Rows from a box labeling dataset

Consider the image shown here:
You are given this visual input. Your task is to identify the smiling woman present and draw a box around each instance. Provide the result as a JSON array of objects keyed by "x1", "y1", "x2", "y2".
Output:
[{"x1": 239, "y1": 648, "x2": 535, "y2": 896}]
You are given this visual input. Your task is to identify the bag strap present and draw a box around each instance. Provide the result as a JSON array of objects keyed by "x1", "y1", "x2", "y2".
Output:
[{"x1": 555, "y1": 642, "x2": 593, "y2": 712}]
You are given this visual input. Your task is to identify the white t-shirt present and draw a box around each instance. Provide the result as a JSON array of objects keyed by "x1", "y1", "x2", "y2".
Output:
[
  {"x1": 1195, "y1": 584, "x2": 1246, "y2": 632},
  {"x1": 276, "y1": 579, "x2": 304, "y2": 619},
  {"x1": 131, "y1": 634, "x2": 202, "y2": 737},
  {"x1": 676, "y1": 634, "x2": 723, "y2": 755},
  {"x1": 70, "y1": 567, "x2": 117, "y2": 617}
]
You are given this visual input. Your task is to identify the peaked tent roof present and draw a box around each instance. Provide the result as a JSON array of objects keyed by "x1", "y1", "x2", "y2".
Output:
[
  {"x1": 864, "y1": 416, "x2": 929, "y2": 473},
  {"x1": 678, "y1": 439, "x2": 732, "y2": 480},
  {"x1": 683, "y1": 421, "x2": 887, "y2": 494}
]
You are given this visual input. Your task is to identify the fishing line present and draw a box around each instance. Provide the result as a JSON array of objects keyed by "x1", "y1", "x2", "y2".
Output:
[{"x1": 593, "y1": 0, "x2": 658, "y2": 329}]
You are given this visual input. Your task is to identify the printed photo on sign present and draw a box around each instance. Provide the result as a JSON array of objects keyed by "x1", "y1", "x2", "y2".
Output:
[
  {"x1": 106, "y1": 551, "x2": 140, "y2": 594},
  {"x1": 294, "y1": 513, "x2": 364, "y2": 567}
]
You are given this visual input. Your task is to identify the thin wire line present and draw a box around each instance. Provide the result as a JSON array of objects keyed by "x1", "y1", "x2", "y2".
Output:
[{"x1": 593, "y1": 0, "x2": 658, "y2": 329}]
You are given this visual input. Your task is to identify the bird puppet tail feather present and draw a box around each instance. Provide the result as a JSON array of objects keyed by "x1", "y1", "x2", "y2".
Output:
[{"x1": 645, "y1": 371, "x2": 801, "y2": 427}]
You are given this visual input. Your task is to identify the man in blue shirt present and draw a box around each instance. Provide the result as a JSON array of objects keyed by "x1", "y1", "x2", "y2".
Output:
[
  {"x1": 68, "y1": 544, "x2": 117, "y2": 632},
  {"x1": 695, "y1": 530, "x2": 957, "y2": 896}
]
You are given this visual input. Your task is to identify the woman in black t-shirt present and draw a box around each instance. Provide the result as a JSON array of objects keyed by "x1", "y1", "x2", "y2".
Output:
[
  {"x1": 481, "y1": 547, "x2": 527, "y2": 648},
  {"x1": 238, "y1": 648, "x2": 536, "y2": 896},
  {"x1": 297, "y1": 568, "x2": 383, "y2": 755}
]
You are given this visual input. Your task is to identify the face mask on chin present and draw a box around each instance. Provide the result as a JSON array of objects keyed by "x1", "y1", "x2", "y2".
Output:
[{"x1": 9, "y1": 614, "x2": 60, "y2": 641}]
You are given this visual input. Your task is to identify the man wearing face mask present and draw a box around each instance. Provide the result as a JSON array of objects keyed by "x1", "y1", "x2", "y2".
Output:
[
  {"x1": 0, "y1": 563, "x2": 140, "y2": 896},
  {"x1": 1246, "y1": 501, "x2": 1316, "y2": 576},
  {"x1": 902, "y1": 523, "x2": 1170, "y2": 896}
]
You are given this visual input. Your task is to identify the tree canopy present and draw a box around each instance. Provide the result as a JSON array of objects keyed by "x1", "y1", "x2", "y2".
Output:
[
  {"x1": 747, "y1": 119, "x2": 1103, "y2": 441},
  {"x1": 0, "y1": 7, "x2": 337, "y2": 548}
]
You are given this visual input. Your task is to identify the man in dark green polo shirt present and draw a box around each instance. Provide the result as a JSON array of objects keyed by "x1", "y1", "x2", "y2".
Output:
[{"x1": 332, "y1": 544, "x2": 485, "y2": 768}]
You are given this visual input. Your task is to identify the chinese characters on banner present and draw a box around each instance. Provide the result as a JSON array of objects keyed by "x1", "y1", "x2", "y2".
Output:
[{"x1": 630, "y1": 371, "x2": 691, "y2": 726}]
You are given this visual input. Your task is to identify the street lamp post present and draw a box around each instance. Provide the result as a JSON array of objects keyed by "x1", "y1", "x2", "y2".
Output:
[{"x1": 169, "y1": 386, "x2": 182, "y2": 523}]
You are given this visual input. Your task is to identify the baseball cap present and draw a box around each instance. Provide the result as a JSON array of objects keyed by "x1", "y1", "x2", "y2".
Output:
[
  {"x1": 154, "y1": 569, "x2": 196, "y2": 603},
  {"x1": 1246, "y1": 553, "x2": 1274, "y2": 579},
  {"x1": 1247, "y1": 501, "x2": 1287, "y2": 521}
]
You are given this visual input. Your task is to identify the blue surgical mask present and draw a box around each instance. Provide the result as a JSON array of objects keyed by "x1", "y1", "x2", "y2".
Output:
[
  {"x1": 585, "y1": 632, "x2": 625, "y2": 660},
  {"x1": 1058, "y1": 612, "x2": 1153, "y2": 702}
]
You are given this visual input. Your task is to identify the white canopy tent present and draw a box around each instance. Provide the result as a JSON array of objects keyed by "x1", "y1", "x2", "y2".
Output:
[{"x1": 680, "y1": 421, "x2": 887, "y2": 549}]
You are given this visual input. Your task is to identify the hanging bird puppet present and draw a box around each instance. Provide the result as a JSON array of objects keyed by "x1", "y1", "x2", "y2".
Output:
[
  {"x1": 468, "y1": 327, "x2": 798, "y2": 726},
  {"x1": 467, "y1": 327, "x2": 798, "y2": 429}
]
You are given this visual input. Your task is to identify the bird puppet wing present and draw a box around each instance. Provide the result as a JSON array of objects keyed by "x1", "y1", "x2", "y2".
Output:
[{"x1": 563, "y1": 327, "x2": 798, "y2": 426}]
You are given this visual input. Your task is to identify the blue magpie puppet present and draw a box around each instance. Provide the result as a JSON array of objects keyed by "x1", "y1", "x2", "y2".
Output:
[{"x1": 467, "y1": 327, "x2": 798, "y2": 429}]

WRITTEN REQUEST - Retype the records that precede this task, keeping them exactly the same.

REPLY TO THE EXERCISE -
Consider the image shown here:
You are given this visual input. Your task is to identify the smiling woman present and draw a box around each instance. Provide the result as a JSON array of objects keyed by "x1", "y1", "x2", "y2".
Output:
[{"x1": 239, "y1": 648, "x2": 535, "y2": 896}]
You are given this visual input. Your task is to identify the bag strap present and draw a box around each instance. Provide the result as a JSON array of objects keyed by "x1", "y1", "x2", "y2".
Output:
[{"x1": 555, "y1": 642, "x2": 593, "y2": 712}]
You are given this visual input. Your task is to identify the white t-shirt present and draw a box around each instance. Provide the result as a JSON array of objects keyed by "x1", "y1", "x2", "y2".
Output:
[
  {"x1": 1195, "y1": 584, "x2": 1246, "y2": 632},
  {"x1": 276, "y1": 579, "x2": 304, "y2": 619},
  {"x1": 131, "y1": 634, "x2": 202, "y2": 737},
  {"x1": 676, "y1": 634, "x2": 723, "y2": 755},
  {"x1": 70, "y1": 567, "x2": 117, "y2": 617}
]
You are given this visual input. Your task is to identify the peaked tent roof present and draw a box around each instance. Provide the result as a JSON array of objects keyed by "x1", "y1", "x2", "y2".
Output:
[
  {"x1": 864, "y1": 416, "x2": 929, "y2": 473},
  {"x1": 678, "y1": 439, "x2": 732, "y2": 480},
  {"x1": 683, "y1": 421, "x2": 887, "y2": 494}
]
You are given this visual input. Your task is to identify the fishing line present and draw a box around each instance. Provide the result as a JSON array of objects keyed by "x1", "y1", "x2", "y2".
Output:
[{"x1": 593, "y1": 0, "x2": 658, "y2": 329}]
You are given this visual input. Your task is to identify the printed photo on sign present and draw a box around each instance. Provide the result as a JSON array of objects keyed by "x1", "y1", "x2", "y2".
Output:
[
  {"x1": 106, "y1": 551, "x2": 140, "y2": 594},
  {"x1": 294, "y1": 513, "x2": 364, "y2": 567}
]
You are given this visual input. Your task is to identify the thin wire line present and draw a box around each instance. Provide the result as a JSON array of objects keyed by "x1", "y1", "x2", "y2".
Output:
[{"x1": 593, "y1": 0, "x2": 658, "y2": 329}]
You are given this visual input. Your task is to identify the bird puppet tail feather present and draw a box around each instance. Provide the result as a JSON array of objects keyed by "x1", "y1", "x2", "y2".
Output:
[{"x1": 645, "y1": 371, "x2": 801, "y2": 427}]
You are given this visual input. Your task is to identify the man in blue shirt present and draw a box around each instance. Provide the result as a JSON array of objects keyed by "x1", "y1", "x2", "y2".
Output:
[
  {"x1": 68, "y1": 544, "x2": 117, "y2": 632},
  {"x1": 695, "y1": 530, "x2": 957, "y2": 896}
]
You are given this visual input. Your task is to identify the woman in black t-shirt present and draw a box around each instance. Provide the result as a JSON array of objects keyed by "x1", "y1", "x2", "y2".
Output:
[
  {"x1": 481, "y1": 547, "x2": 527, "y2": 648},
  {"x1": 238, "y1": 648, "x2": 536, "y2": 896},
  {"x1": 297, "y1": 568, "x2": 383, "y2": 755}
]
You are given this visual input. Your task is to identify the face mask on chin present and draw a box around each instance. Provide the result as a JSON array of objects keyed by "x1", "y1", "x2", "y2".
Output:
[{"x1": 9, "y1": 614, "x2": 60, "y2": 641}]
You are given this visual input. Your task is to identify the man wearing face mask present and draw a box around each instance. Provide the result as a JSON array of objects keyed by "x1", "y1", "x2", "y2".
Output:
[
  {"x1": 0, "y1": 563, "x2": 140, "y2": 896},
  {"x1": 1246, "y1": 501, "x2": 1316, "y2": 576},
  {"x1": 902, "y1": 523, "x2": 1170, "y2": 896}
]
You are given this visual input. Your task is to identify the tree canopy present and draw a box around each instance. Provide the result as a JSON array of objects keyed by "x1", "y1", "x2", "y2".
Output:
[
  {"x1": 747, "y1": 119, "x2": 1103, "y2": 441},
  {"x1": 0, "y1": 7, "x2": 337, "y2": 548}
]
You are given this visual input. Your task is to identify the man in dark green polo shirt present and draw a box around each instance. Provide the result as a JSON array of objects keyed by "x1", "y1", "x2", "y2".
Output:
[{"x1": 332, "y1": 544, "x2": 485, "y2": 768}]
You are given this visual input. Your task is to identify the chinese characters on banner present and draw a box around each instance. Provide the result as a JSON array of objects keyed by "x1", "y1", "x2", "y2".
Output:
[{"x1": 630, "y1": 371, "x2": 691, "y2": 726}]
You are given this visual input. Your task is to identify the street lamp post present and draw a box around each instance. Provide the result as a JSON array of objects keyed by "x1", "y1", "x2", "y2".
Output:
[{"x1": 169, "y1": 386, "x2": 182, "y2": 523}]
You are given this visual input. Your task is to identify the baseball cap present and draw a box around each instance. Provide the result as a JSON array of objects keyed by "x1", "y1", "x2", "y2".
Output:
[
  {"x1": 154, "y1": 569, "x2": 196, "y2": 603},
  {"x1": 1246, "y1": 553, "x2": 1274, "y2": 579},
  {"x1": 1247, "y1": 501, "x2": 1287, "y2": 521}
]
You are given this visual input. Your task is to identify the blue surgical mask present and draw a box around each instance. Provide the result as a JSON array of objects keyed by "x1", "y1", "x2", "y2".
Output:
[
  {"x1": 585, "y1": 632, "x2": 625, "y2": 660},
  {"x1": 1058, "y1": 612, "x2": 1153, "y2": 702}
]
You are given this visual input. Your task is to identify the white canopy tent present and draw a box around each instance. Provide the result as a JSON array of objects keyed by "x1", "y1", "x2", "y2".
Output:
[{"x1": 680, "y1": 421, "x2": 887, "y2": 549}]
You are given this visual input. Your task is to identify the hanging bird puppet present and draw a box around each instance. Provide the result as a JSON array of objects keyed by "x1", "y1", "x2", "y2".
Output:
[
  {"x1": 468, "y1": 327, "x2": 798, "y2": 726},
  {"x1": 467, "y1": 327, "x2": 798, "y2": 429}
]
You are given this visual input. Your task is to identify the bird puppet wing present and draw a box around each instance. Provide the result as a JSON array of objects keyed by "x1", "y1", "x2", "y2".
Output:
[{"x1": 563, "y1": 327, "x2": 798, "y2": 426}]
You are given this visual input. Your task is to identify the blue magpie puppet present and draw a box around each instance. Provide the result as a JSON array of objects keyed by "x1", "y1", "x2", "y2".
Output:
[{"x1": 467, "y1": 327, "x2": 798, "y2": 429}]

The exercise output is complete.